<<<<
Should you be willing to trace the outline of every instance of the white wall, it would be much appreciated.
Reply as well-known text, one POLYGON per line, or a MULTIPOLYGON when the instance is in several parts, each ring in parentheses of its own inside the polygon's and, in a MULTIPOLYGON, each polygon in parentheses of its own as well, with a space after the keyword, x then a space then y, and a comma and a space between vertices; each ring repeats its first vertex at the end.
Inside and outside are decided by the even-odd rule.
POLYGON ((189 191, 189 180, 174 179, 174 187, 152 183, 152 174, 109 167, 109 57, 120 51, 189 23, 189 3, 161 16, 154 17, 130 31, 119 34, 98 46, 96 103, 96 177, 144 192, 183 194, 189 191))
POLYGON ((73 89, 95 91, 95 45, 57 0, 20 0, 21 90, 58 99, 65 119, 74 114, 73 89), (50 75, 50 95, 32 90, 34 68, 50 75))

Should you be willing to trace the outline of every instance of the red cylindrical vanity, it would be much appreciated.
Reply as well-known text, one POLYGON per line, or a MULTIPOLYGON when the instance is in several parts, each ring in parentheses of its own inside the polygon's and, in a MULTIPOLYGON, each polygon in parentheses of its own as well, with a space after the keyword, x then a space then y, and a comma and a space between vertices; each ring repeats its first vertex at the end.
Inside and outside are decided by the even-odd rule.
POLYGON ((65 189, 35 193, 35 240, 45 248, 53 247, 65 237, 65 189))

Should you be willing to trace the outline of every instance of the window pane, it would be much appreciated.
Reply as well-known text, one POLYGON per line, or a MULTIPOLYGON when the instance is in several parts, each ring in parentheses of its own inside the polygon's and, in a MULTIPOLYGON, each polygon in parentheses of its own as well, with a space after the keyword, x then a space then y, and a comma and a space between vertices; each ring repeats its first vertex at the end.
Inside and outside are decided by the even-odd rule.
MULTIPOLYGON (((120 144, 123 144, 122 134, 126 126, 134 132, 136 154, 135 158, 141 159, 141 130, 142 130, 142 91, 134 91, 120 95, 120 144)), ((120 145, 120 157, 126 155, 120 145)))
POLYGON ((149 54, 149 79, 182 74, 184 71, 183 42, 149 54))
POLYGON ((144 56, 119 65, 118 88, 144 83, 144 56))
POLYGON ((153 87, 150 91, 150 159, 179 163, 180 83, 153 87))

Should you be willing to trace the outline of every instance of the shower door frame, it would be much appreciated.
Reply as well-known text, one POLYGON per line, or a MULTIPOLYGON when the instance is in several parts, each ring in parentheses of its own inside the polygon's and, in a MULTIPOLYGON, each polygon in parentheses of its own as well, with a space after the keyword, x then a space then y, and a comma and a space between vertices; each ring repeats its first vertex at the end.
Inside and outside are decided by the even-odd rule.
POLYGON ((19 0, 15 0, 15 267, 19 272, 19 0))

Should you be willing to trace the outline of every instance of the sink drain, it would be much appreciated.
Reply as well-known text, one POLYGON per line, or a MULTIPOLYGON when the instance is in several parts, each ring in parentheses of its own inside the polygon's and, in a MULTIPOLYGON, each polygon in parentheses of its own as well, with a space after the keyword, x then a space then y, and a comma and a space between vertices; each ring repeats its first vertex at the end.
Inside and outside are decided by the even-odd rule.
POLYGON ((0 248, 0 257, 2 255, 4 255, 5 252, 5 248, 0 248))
>>>>
### Stated problem
Repeat these records with every "well-known text" switched to "WKT", leaving everything else as it is.

### Written answer
Should you be willing to trace the outline of every instance of the white wall, it would be much appreciated.
Reply as WKT, one POLYGON per line, or a MULTIPOLYGON when the instance is in several parts, each ring in parentheses of its own inside the polygon's and, in a MULTIPOLYGON, each polygon in parentheses of its own as well, with a space after the keyword, x then a space then y, and a comma and a space between vertices; each ring repeats its first vertex at the end.
Inside and outside are decided by the even-odd rule.
POLYGON ((189 191, 189 180, 174 179, 174 187, 152 183, 152 174, 109 167, 109 57, 120 51, 189 23, 189 3, 161 16, 154 17, 130 31, 119 34, 98 46, 96 103, 96 177, 144 192, 183 194, 189 191))
POLYGON ((73 89, 95 91, 95 45, 57 0, 20 0, 21 90, 58 99, 65 119, 74 114, 73 89), (50 75, 50 95, 32 90, 34 68, 50 75))

Should you be willing to trace the outline of every instance of the red cylindrical vanity, it would be much appreciated.
Reply as WKT, one POLYGON per line, or a MULTIPOLYGON when the instance is in several parts, each ring in parentheses of its own inside the polygon's and, in a MULTIPOLYGON, each polygon in parentheses of its own as well, with a space after the keyword, x then a space then y, and a comma and a space between vertices; each ring repeats its first vertex at the end.
Inside and outside are decided by the even-odd rule.
POLYGON ((65 189, 35 193, 35 240, 45 248, 53 247, 65 237, 65 189))

Should you be willing to trace the outline of every instance of the window pane, it would be much appreciated.
Reply as WKT, one POLYGON per line, or a MULTIPOLYGON when the instance is in several parts, each ring in parentheses of its own inside the polygon's and, in a MULTIPOLYGON, each polygon in parentheses of its own as well, with a space after the keyword, x then a space then y, and a comma and a space between vertices; each ring repeats its first vertex at the end.
Inside and outside are decided by the even-odd rule.
MULTIPOLYGON (((120 144, 123 144, 122 134, 126 126, 134 132, 136 154, 135 158, 141 159, 141 130, 142 130, 142 91, 134 91, 120 95, 120 144)), ((120 145, 120 157, 126 155, 120 145)))
POLYGON ((149 54, 149 79, 182 74, 184 71, 183 42, 149 54))
POLYGON ((144 56, 119 65, 118 88, 144 83, 144 56))
POLYGON ((153 87, 150 91, 150 159, 179 163, 180 83, 153 87))

Should you be willing to trace the outline of every instance of the shower door frame, it would be much appreciated.
Reply as WKT, one POLYGON per line, or a MULTIPOLYGON when the instance is in several parts, each ring in parentheses of its own inside the polygon's and, in a MULTIPOLYGON, each polygon in parentheses of its own as well, with a space after the keyword, x then a space then y, and a comma and a space between vertices; each ring repeats its first vertex at the end.
Inside and outside are decided by the even-odd rule.
POLYGON ((19 0, 15 0, 15 267, 19 272, 19 0))

Should you be willing to trace the outline of every instance of the sink drain, it would be much appreciated.
Reply as WKT, one POLYGON per line, or a MULTIPOLYGON when the instance is in several parts, each ring in parentheses of its own inside the polygon's and, in a MULTIPOLYGON, each polygon in parentheses of its own as well, with a space after the keyword, x then a space then y, and a comma and a space between vertices; each ring repeats its first vertex at the end.
Inside and outside are decided by the even-odd rule.
POLYGON ((0 248, 0 257, 2 255, 4 255, 5 252, 5 248, 0 248))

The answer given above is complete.